++++ Extracted information

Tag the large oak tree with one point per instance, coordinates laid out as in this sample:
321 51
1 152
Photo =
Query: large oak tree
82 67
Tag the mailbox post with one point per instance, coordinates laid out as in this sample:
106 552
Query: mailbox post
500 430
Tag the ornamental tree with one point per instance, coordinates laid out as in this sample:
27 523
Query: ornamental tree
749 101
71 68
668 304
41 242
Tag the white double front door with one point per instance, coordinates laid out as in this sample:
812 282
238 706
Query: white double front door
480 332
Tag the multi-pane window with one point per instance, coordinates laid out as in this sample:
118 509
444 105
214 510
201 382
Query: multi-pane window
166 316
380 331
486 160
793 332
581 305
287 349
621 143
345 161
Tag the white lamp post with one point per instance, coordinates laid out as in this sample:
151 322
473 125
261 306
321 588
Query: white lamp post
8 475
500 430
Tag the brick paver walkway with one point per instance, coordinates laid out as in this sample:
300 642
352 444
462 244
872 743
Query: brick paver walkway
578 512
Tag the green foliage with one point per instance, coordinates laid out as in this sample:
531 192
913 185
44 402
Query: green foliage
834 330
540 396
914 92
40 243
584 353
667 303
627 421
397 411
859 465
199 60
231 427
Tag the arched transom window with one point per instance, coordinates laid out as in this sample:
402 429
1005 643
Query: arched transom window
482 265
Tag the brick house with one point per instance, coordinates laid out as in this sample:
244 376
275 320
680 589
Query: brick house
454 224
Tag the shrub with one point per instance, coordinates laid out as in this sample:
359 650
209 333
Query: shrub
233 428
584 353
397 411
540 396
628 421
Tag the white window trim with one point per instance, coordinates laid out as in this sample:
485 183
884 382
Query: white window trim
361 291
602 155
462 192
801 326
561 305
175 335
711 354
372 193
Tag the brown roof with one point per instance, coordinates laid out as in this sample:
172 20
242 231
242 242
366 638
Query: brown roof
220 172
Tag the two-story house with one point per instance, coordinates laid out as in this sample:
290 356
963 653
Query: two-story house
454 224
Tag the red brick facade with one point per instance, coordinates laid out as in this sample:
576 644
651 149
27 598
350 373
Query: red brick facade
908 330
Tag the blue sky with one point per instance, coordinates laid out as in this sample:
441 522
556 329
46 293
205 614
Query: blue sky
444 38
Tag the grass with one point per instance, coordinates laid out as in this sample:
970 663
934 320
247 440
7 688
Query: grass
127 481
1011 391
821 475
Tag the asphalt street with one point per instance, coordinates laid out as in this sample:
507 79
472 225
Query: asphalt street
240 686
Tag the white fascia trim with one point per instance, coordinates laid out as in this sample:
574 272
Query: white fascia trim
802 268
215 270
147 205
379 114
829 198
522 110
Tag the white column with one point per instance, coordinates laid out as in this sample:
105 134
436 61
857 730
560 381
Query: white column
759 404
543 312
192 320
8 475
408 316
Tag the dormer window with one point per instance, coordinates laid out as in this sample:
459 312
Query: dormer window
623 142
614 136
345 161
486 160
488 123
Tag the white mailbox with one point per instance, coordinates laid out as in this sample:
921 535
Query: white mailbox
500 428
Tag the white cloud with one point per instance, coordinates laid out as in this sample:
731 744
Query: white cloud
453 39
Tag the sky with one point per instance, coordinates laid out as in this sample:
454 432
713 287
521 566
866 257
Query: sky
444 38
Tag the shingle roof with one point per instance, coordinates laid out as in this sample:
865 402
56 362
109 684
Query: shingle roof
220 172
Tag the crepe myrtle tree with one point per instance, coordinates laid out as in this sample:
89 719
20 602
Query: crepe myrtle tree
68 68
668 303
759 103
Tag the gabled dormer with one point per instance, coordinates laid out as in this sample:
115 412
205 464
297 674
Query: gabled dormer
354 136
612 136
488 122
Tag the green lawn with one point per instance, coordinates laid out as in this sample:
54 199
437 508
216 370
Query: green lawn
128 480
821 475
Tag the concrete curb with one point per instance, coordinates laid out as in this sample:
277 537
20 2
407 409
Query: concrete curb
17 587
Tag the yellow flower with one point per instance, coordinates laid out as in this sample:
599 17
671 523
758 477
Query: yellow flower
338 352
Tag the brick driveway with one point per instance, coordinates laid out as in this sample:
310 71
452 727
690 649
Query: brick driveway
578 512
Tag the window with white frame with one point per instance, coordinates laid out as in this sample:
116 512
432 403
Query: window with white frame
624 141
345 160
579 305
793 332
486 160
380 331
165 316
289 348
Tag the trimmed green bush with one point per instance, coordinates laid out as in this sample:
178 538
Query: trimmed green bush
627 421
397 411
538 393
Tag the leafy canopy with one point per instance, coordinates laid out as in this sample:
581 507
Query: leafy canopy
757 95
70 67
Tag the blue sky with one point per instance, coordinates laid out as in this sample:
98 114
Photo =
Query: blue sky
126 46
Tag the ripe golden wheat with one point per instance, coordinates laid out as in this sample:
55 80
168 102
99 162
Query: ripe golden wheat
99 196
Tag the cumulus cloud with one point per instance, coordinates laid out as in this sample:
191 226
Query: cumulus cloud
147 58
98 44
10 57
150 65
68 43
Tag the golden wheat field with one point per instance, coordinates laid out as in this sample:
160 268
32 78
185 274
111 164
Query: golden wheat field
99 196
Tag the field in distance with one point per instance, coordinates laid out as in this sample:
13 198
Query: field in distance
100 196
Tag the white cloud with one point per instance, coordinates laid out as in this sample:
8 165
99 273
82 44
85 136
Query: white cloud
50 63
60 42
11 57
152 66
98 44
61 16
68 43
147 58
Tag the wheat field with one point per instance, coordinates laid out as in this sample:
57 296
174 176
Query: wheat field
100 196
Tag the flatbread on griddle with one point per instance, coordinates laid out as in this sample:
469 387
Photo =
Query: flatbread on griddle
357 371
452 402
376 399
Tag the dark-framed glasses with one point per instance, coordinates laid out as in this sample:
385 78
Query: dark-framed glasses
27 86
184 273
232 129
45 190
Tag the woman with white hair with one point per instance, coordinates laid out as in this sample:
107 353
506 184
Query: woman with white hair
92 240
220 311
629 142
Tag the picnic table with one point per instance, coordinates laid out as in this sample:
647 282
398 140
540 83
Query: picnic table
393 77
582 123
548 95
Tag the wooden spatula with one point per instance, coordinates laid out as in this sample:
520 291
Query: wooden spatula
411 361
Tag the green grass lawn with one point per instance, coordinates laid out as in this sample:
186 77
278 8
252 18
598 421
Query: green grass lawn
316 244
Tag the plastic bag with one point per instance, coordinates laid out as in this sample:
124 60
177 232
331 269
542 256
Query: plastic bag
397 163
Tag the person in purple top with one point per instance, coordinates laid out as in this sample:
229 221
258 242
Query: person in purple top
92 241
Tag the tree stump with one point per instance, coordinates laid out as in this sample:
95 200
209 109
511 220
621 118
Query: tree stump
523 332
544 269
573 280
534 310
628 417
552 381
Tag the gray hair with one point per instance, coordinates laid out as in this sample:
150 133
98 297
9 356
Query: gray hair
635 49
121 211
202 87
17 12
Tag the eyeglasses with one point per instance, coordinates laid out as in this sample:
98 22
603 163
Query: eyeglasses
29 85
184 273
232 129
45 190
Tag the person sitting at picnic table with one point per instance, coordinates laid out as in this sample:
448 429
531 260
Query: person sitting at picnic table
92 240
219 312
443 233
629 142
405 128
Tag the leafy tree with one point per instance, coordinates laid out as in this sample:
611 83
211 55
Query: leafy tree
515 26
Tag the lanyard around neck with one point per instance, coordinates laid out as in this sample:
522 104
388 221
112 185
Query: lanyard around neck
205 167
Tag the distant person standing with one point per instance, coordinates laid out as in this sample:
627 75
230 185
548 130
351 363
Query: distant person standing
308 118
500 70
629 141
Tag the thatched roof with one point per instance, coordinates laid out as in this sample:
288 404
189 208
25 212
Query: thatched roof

++++++++

Lay out every line of the data above as a JSON list of strings, one string per line, leaving out any blank lines.

[
  "Tag the large oak tree with one point per instance, coordinates laid out as in this sample:",
  "321 51",
  "1 152",
  "Photo =",
  "Query: large oak tree",
  "82 67",
  "Tag the mailbox post with one point per instance, coordinates laid out as in this sample:",
  "106 552",
  "Query: mailbox post",
  "500 430",
  "Tag the ornamental tree with one point per instance, coordinates laid out as in this sample:",
  "27 523",
  "Query: ornamental tree",
  "749 101",
  "71 68",
  "668 304",
  "41 242",
  "Tag the white double front door with one point per instance, coordinates laid out as in this sample:",
  "812 282",
  "238 706",
  "Query: white double front door",
  "480 332",
  "Tag the multi-pane window with one point per instance, coordinates laid out as in this sample:",
  "118 509",
  "444 105",
  "214 510",
  "201 382",
  "Query: multi-pane window",
  "166 316",
  "380 331",
  "486 160",
  "793 332",
  "581 305",
  "287 349",
  "621 143",
  "345 161",
  "Tag the white lamp post with one point per instance, coordinates laid out as in this sample:",
  "151 322",
  "473 125",
  "261 306",
  "321 588",
  "Query: white lamp post",
  "8 475",
  "500 430",
  "Tag the brick paver walkway with one point per instance, coordinates laid out as in this sample:",
  "300 642",
  "352 444",
  "462 244",
  "872 743",
  "Query: brick paver walkway",
  "578 512",
  "Tag the green foliage with one point per instance, coordinates laid out as in this sample:",
  "531 192",
  "913 185",
  "44 402",
  "Query: green foliage",
  "834 330",
  "540 396",
  "914 92",
  "40 243",
  "584 353",
  "667 303",
  "627 421",
  "397 411",
  "859 465",
  "199 60",
  "231 427",
  "Tag the arched transom window with one point per instance, coordinates laid out as in this sample:",
  "402 429",
  "1005 643",
  "Query: arched transom window",
  "482 265",
  "Tag the brick house with one point per instance, coordinates laid out as in this sample:",
  "244 376",
  "275 320",
  "680 589",
  "Query: brick house",
  "454 224",
  "Tag the shrub with one point per instance, coordinates laid out as in this sample:",
  "359 650",
  "209 333",
  "Query: shrub",
  "233 428",
  "584 353",
  "397 411",
  "540 396",
  "628 421",
  "Tag the white window trim with one point per instance, coordinates laid out as in this sample:",
  "485 183",
  "884 382",
  "Query: white window trim",
  "361 291",
  "602 155",
  "462 192",
  "801 326",
  "561 305",
  "175 335",
  "711 354",
  "372 193",
  "Tag the brown roof with one point per instance, coordinates laid out as in this sample:",
  "172 20",
  "242 231",
  "242 242",
  "366 638",
  "Query: brown roof",
  "220 172",
  "Tag the two-story house with one point per instance, coordinates laid out as in this sample:",
  "290 356",
  "963 653",
  "Query: two-story house",
  "454 224",
  "Tag the red brick facade with one point per instance, coordinates laid out as in this sample:",
  "576 644",
  "651 149",
  "27 598",
  "350 373",
  "Query: red brick facade",
  "908 330",
  "Tag the blue sky with one point per instance, coordinates laid out as in this sample:",
  "441 522",
  "556 329",
  "46 293",
  "205 614",
  "Query: blue sky",
  "444 38",
  "Tag the grass with one point per instance, coordinates laid out as in this sample:",
  "970 663",
  "934 320",
  "247 440",
  "7 688",
  "Query: grass",
  "127 481",
  "1011 391",
  "821 475",
  "Tag the asphalt street with one point per instance, coordinates laid out as in this sample:",
  "507 79",
  "472 225",
  "Query: asphalt street",
  "240 686",
  "Tag the white fascia trim with one point per instance, coordinates laid out as in this sample:",
  "574 272",
  "Query: white fascia trim",
  "802 268",
  "215 270",
  "147 205",
  "379 114",
  "829 198",
  "522 110",
  "Tag the white column with one point per instance, coordinates laid out as in this sample:",
  "105 134",
  "436 61",
  "857 730",
  "560 381",
  "Query: white column",
  "759 404",
  "543 312",
  "192 320",
  "8 475",
  "408 316",
  "Tag the dormer window with one point per instance, coordinates laid out as in this sample:",
  "459 312",
  "Query: dormer window",
  "623 142",
  "614 136",
  "345 161",
  "486 160",
  "488 123",
  "Tag the white mailbox with one point per instance, coordinates laid out as in this sample:",
  "921 535",
  "Query: white mailbox",
  "500 428",
  "Tag the white cloud with one point per instance, coordinates laid out as in this sample:",
  "731 744",
  "Query: white cloud",
  "453 39",
  "Tag the sky with one point per instance, coordinates laid out as in this sample:",
  "454 432",
  "713 287",
  "521 566",
  "866 257",
  "Query: sky",
  "444 38",
  "Tag the shingle roof with one point per instance, coordinates laid out as in this sample:",
  "865 402",
  "56 362",
  "109 684",
  "Query: shingle roof",
  "220 172",
  "Tag the crepe myrtle tree with one point per instance, coordinates laid out as in this sample:",
  "89 719",
  "20 602",
  "Query: crepe myrtle tree",
  "68 68",
  "668 303",
  "759 103",
  "Tag the gabled dormer with one point per instance, coordinates laid out as in this sample:",
  "115 412",
  "205 464",
  "297 674",
  "Query: gabled dormer",
  "354 136",
  "612 136",
  "488 122",
  "Tag the green lawn with one point per instance, coordinates laid out as in this sample:",
  "54 199",
  "437 508",
  "216 370",
  "Query: green lawn",
  "128 480",
  "821 475",
  "Tag the concrete curb with one point per instance, coordinates laid out as in this sample:",
  "277 537",
  "20 2",
  "407 409",
  "Query: concrete curb",
  "17 587",
  "Tag the yellow flower with one point per instance, coordinates laid out as in this sample:",
  "599 17",
  "671 523",
  "758 477",
  "Query: yellow flower",
  "338 352",
  "Tag the brick driveway with one point per instance, coordinates laid out as in this sample:",
  "310 71",
  "452 727",
  "690 649",
  "Query: brick driveway",
  "578 512",
  "Tag the window with white frame with one point per instance, coordinates laid out as in this sample:",
  "116 512",
  "432 403",
  "Query: window with white frame",
  "624 141",
  "345 160",
  "579 305",
  "793 332",
  "486 160",
  "380 331",
  "165 316",
  "289 348",
  "Tag the trimmed green bush with one point per instance, coordinates laid out as in this sample:",
  "178 538",
  "Query: trimmed green bush",
  "627 421",
  "397 411",
  "538 393",
  "Tag the leafy canopy with one point per instance, coordinates laid out as in this sample:",
  "581 507",
  "Query: leafy canopy",
  "757 95",
  "70 67",
  "Tag the blue sky with one point per instance, coordinates laid out as in this sample:",
  "98 114",
  "Photo =",
  "Query: blue sky",
  "126 46",
  "Tag the ripe golden wheat with one point per instance, coordinates laid out as in this sample:",
  "55 80",
  "168 102",
  "99 162",
  "Query: ripe golden wheat",
  "99 196",
  "Tag the cumulus cloud with one point per instance, coordinates laid out as in this sample:",
  "191 226",
  "Query: cumulus cloud",
  "147 58",
  "98 44",
  "10 57",
  "150 65",
  "68 43",
  "Tag the golden wheat field with one point per instance, coordinates laid out as in this sample:",
  "160 268",
  "32 78",
  "185 274",
  "111 164",
  "Query: golden wheat field",
  "99 196",
  "Tag the field in distance with one point per instance, coordinates laid out as in this sample:",
  "13 198",
  "Query: field in distance",
  "100 196",
  "Tag the white cloud with one point per instance, coordinates laid out as in this sample:",
  "8 165",
  "99 273",
  "82 44",
  "85 136",
  "Query: white cloud",
  "50 63",
  "60 42",
  "11 57",
  "152 66",
  "98 44",
  "61 16",
  "68 43",
  "147 58",
  "Tag the wheat field with one point per instance, coordinates laid out as in this sample:",
  "57 296",
  "174 176",
  "Query: wheat field",
  "100 196",
  "Tag the flatbread on griddle with one point per instance, coordinates laid out as in this sample:",
  "469 387",
  "Photo =",
  "Query: flatbread on griddle",
  "357 371",
  "452 402",
  "376 399",
  "Tag the dark-framed glasses with one point per instance, coordinates laid out as in this sample:",
  "385 78",
  "Query: dark-framed glasses",
  "27 86",
  "184 273",
  "232 129",
  "45 190",
  "Tag the woman with white hair with one point per instance, coordinates laid out as in this sample:",
  "107 353",
  "506 184",
  "Query: woman with white hair",
  "92 240",
  "220 311",
  "629 142",
  "Tag the picnic table with one point per instance, coordinates laid out as in this sample:",
  "647 282",
  "398 140",
  "540 83",
  "Query: picnic table",
  "393 77",
  "582 123",
  "548 95",
  "Tag the wooden spatula with one point per instance, coordinates laid out as in this sample:",
  "520 291",
  "Query: wooden spatula",
  "411 361",
  "Tag the green grass lawn with one point per instance, coordinates laid out as in this sample:",
  "186 77",
  "278 8",
  "252 18",
  "598 421",
  "Query: green grass lawn",
  "316 244",
  "Tag the plastic bag with one point per instance, coordinates laid out as in this sample:",
  "124 60",
  "177 232",
  "331 269",
  "542 256",
  "Query: plastic bag",
  "397 163",
  "Tag the person in purple top with one point per instance, coordinates laid out as in this sample:",
  "229 221",
  "258 242",
  "Query: person in purple top",
  "92 241",
  "Tag the tree stump with one point per instance, coordinates laid out as in this sample:",
  "95 200",
  "209 109",
  "511 220",
  "621 118",
  "Query: tree stump",
  "523 332",
  "544 269",
  "573 280",
  "534 310",
  "628 417",
  "552 381",
  "Tag the gray hair with one point per instance, coordinates laid out as in this sample:",
  "150 133",
  "98 297",
  "9 356",
  "Query: gray hair",
  "635 49",
  "121 211",
  "202 87",
  "17 12",
  "Tag the eyeglasses with one point per instance, coordinates laid out as in this sample:",
  "98 22",
  "603 163",
  "Query: eyeglasses",
  "29 85",
  "184 273",
  "232 129",
  "45 190",
  "Tag the person sitting at picnic table with one point per instance, coordinates laid out as in this sample:",
  "448 429",
  "531 260",
  "Query: person sitting at picnic table",
  "92 240",
  "219 312",
  "443 233",
  "629 142",
  "405 128",
  "Tag the leafy tree with one point per instance, coordinates laid out as in this sample:",
  "611 83",
  "211 55",
  "Query: leafy tree",
  "515 26",
  "Tag the lanyard around neck with one point per instance, coordinates laid out as in this sample:",
  "522 104",
  "388 221",
  "112 185",
  "Query: lanyard around neck",
  "205 167",
  "Tag the distant person standing with one point per instance, coordinates laid out as in this sample:",
  "627 75",
  "230 185",
  "548 130",
  "351 363",
  "Query: distant person standing",
  "308 118",
  "500 70",
  "629 141",
  "Tag the thatched roof with one point per instance, coordinates laid out as in this sample:",
  "288 404",
  "189 208",
  "25 212",
  "Query: thatched roof"
]